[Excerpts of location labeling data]
☆ ☆ ☆

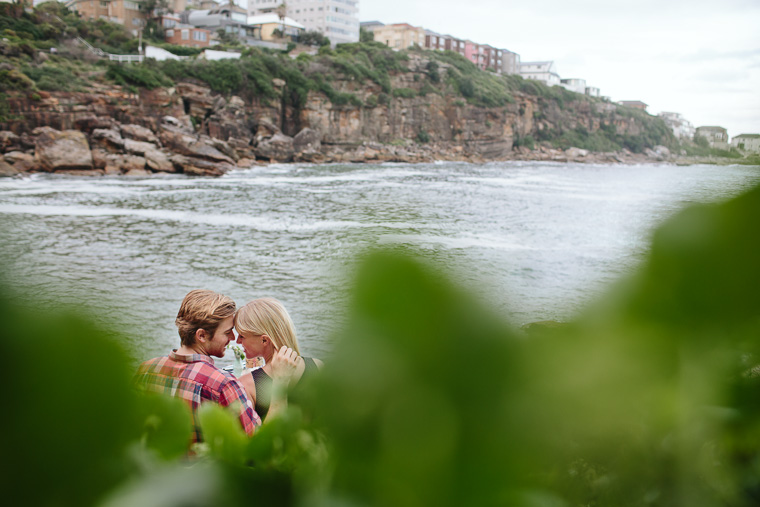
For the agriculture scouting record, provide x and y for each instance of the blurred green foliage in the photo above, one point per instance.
(430, 398)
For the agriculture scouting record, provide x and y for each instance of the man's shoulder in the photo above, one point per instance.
(154, 363)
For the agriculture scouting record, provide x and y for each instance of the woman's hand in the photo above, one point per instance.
(285, 364)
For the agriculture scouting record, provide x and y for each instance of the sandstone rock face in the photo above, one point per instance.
(22, 162)
(109, 139)
(67, 150)
(307, 139)
(188, 145)
(278, 148)
(7, 169)
(198, 100)
(9, 141)
(139, 133)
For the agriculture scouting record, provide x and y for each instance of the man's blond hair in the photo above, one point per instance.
(202, 309)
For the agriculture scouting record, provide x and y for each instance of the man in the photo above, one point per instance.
(205, 324)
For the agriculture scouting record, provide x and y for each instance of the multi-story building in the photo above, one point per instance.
(636, 104)
(747, 142)
(716, 136)
(545, 72)
(510, 62)
(400, 35)
(574, 85)
(440, 42)
(269, 23)
(123, 12)
(175, 32)
(338, 20)
(678, 124)
(228, 17)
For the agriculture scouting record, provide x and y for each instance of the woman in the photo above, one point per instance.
(265, 329)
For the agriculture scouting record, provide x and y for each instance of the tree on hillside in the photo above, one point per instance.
(313, 38)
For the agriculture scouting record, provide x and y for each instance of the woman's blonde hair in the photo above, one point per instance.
(268, 316)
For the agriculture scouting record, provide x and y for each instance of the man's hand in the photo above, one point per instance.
(285, 365)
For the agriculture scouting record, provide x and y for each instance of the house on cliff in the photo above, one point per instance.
(229, 17)
(717, 137)
(678, 124)
(400, 35)
(747, 142)
(546, 72)
(635, 104)
(336, 19)
(574, 85)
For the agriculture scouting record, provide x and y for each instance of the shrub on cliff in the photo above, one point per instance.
(137, 75)
(55, 75)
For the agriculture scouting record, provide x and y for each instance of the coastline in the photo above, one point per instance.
(133, 150)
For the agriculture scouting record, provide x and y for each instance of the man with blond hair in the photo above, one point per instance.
(205, 324)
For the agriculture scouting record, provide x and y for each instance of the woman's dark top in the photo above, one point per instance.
(264, 385)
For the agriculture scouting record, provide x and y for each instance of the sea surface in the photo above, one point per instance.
(534, 240)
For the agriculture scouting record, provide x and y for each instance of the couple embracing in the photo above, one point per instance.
(207, 322)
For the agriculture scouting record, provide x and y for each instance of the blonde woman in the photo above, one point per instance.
(265, 329)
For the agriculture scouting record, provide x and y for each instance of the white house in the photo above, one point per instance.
(540, 71)
(337, 20)
(574, 85)
(678, 124)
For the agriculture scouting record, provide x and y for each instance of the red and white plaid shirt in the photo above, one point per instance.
(196, 380)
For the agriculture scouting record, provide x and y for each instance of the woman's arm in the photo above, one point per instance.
(250, 386)
(285, 364)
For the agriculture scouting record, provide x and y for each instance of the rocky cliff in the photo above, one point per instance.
(191, 128)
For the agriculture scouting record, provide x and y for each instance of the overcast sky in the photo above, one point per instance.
(700, 58)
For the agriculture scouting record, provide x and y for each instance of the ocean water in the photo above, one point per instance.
(534, 240)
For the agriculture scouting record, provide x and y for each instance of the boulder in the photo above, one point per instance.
(61, 151)
(139, 133)
(158, 161)
(9, 141)
(235, 103)
(307, 139)
(22, 162)
(99, 158)
(246, 163)
(573, 152)
(174, 124)
(662, 151)
(278, 148)
(136, 171)
(199, 167)
(223, 147)
(190, 146)
(109, 139)
(88, 122)
(197, 99)
(6, 169)
(265, 128)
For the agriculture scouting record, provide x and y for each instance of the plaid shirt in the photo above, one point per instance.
(196, 380)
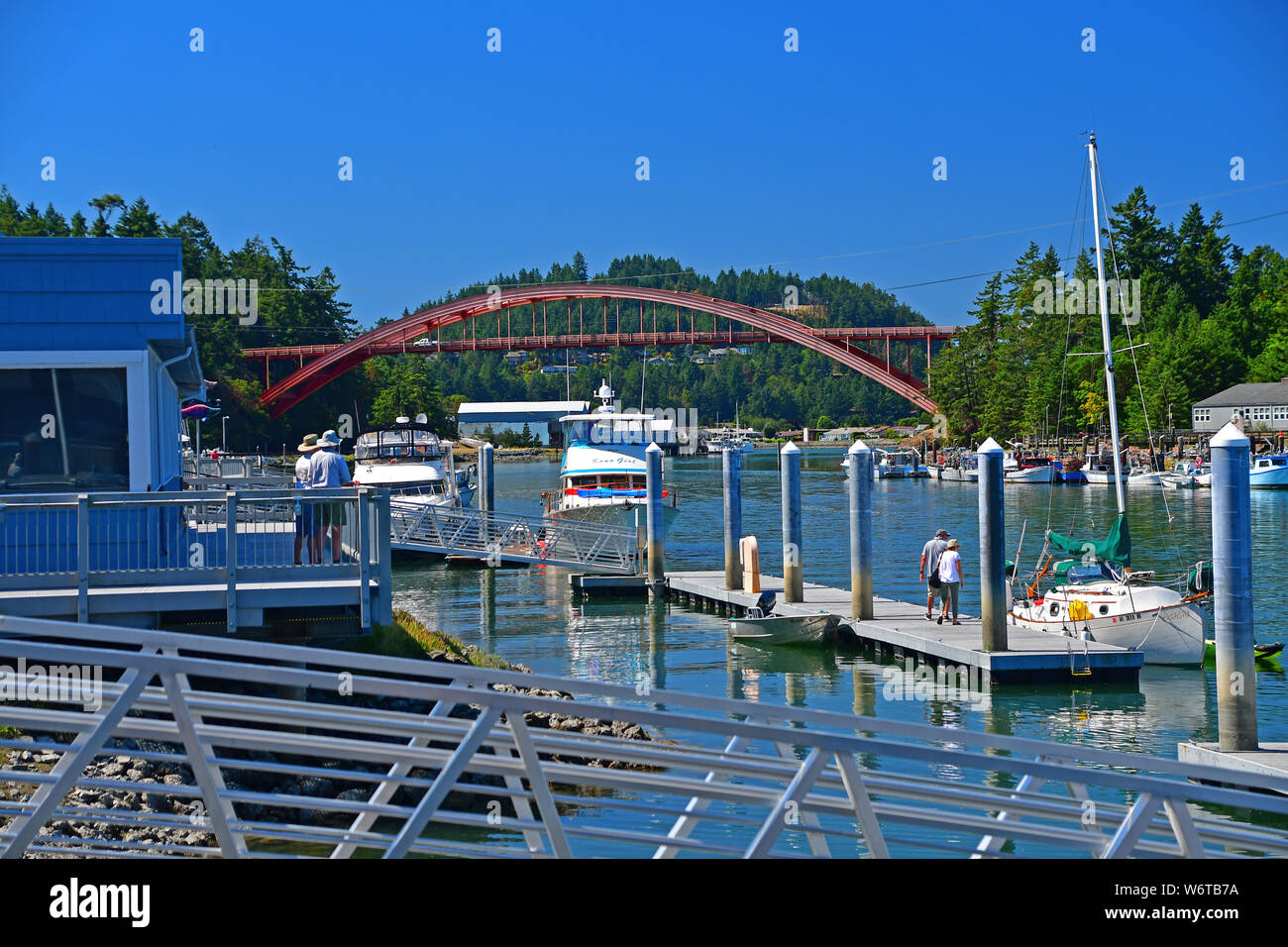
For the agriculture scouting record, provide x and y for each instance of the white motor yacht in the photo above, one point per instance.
(604, 472)
(412, 463)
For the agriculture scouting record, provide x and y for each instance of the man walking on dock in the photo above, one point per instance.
(949, 579)
(928, 573)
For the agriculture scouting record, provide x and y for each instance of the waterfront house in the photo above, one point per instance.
(90, 372)
(1263, 407)
(94, 518)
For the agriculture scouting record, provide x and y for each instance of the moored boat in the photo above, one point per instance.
(780, 629)
(604, 471)
(1100, 598)
(412, 463)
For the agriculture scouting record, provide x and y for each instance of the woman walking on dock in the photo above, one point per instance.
(949, 579)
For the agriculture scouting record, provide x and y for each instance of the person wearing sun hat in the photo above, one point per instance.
(928, 573)
(304, 528)
(949, 579)
(329, 474)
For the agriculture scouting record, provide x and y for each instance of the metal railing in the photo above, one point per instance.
(500, 538)
(56, 541)
(299, 751)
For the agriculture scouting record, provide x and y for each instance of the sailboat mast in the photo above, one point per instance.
(1102, 291)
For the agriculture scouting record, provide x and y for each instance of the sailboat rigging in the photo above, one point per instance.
(1100, 598)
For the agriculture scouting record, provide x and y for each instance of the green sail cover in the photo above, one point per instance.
(1116, 548)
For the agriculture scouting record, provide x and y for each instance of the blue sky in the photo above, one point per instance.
(468, 162)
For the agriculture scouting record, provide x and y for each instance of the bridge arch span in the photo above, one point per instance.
(329, 367)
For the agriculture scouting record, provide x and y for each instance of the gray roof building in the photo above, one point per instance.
(1263, 406)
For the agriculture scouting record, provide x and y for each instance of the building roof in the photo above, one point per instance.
(1254, 393)
(90, 292)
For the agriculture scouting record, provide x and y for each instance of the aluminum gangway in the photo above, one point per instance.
(502, 539)
(284, 750)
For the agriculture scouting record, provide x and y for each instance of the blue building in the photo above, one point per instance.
(91, 365)
(94, 518)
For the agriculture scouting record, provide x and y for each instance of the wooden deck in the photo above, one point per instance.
(901, 629)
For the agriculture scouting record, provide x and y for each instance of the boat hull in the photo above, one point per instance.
(1167, 634)
(1030, 474)
(780, 629)
(625, 513)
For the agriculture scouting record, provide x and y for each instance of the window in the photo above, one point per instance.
(63, 429)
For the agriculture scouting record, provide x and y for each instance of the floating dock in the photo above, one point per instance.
(1267, 761)
(901, 629)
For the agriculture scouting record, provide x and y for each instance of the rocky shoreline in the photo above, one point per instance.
(184, 823)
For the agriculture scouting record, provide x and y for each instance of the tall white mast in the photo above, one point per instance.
(1104, 330)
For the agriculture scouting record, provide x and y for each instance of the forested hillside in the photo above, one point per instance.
(1211, 316)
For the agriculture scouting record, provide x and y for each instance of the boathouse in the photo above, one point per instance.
(1263, 407)
(476, 419)
(94, 518)
(90, 373)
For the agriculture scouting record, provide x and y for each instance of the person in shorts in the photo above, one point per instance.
(305, 531)
(930, 554)
(330, 472)
(949, 579)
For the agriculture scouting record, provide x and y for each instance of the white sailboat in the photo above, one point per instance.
(604, 472)
(1103, 599)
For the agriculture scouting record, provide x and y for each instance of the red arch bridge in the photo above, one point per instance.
(599, 324)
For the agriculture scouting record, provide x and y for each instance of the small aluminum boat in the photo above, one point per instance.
(758, 628)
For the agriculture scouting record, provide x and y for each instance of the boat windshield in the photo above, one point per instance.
(403, 442)
(606, 431)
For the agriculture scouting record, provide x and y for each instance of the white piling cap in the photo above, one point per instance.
(1231, 436)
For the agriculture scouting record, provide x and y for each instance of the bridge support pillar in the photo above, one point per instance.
(790, 474)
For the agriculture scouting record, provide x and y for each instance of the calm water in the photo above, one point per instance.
(529, 615)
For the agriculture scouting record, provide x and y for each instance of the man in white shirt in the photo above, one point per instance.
(305, 531)
(330, 472)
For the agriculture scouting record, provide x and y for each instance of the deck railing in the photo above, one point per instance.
(301, 751)
(498, 538)
(94, 540)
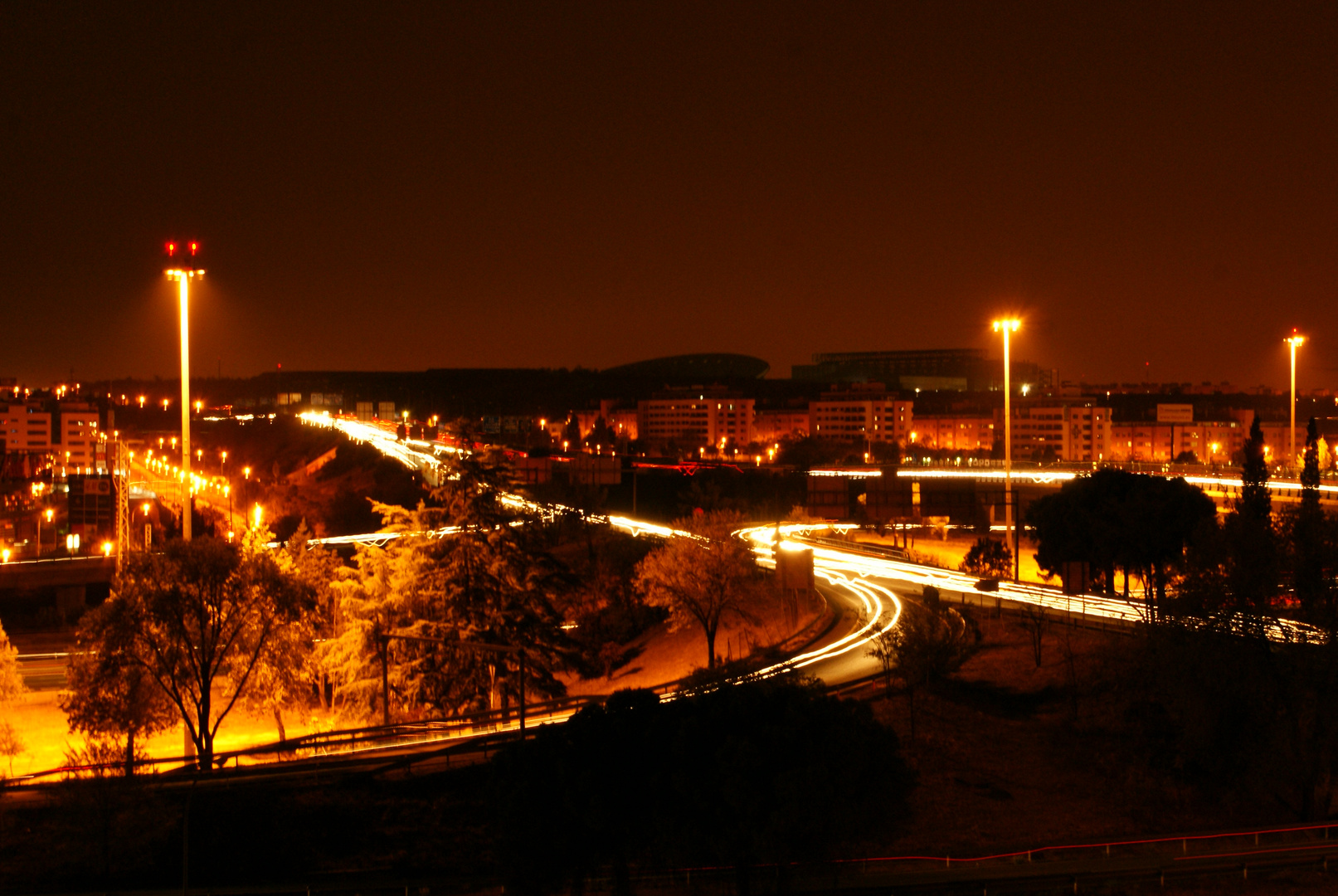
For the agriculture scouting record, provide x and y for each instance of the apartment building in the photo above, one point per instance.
(862, 415)
(772, 426)
(953, 432)
(698, 419)
(1064, 432)
(27, 428)
(78, 436)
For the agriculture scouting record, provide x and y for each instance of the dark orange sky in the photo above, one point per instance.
(508, 185)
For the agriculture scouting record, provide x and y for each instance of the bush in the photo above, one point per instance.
(988, 559)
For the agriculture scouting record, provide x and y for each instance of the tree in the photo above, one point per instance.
(1034, 621)
(705, 578)
(988, 559)
(733, 776)
(1310, 541)
(285, 669)
(113, 699)
(453, 578)
(197, 620)
(1120, 520)
(11, 679)
(1251, 542)
(929, 642)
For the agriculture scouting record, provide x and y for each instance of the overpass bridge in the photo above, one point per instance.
(969, 494)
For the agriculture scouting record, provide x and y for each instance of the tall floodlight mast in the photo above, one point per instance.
(1296, 341)
(183, 266)
(1010, 327)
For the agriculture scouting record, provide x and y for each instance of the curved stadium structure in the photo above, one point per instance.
(693, 368)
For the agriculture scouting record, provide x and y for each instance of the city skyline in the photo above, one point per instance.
(1148, 189)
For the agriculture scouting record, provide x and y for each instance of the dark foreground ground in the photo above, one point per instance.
(1010, 756)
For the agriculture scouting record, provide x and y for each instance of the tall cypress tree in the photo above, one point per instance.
(1309, 541)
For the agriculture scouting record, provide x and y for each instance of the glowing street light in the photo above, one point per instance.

☆ ☆ ☆

Could you write out the items again, starting with the line containing "the white sailboat" and going on through the line containing "(1231, 436)", with the requests unchanged and every answer coordinate shifted by adding 98 to each number? Give only those lines.

### COMPLETE RESPONSE
For the agriculture scouting record, provide x and y for each instance of the white sailboat in the photo above, one point per instance.
(702, 570)
(1201, 697)
For the agriculture scouting record, provide x and y for each instance of the red arch bridge in the photo above, one point per instance.
(697, 422)
For the agriculture scouting record, provide x and y for each instance of the small aluminum boat in the photo above, one point per instance.
(856, 726)
For the agriculture scouting record, provide x and y for each instance of the boat windshield in the photo above, one point per instance.
(501, 540)
(704, 529)
For the agriculture scouting record, provide x and y for each instance of the white piling cap in the photo above, one point per instance.
(1329, 534)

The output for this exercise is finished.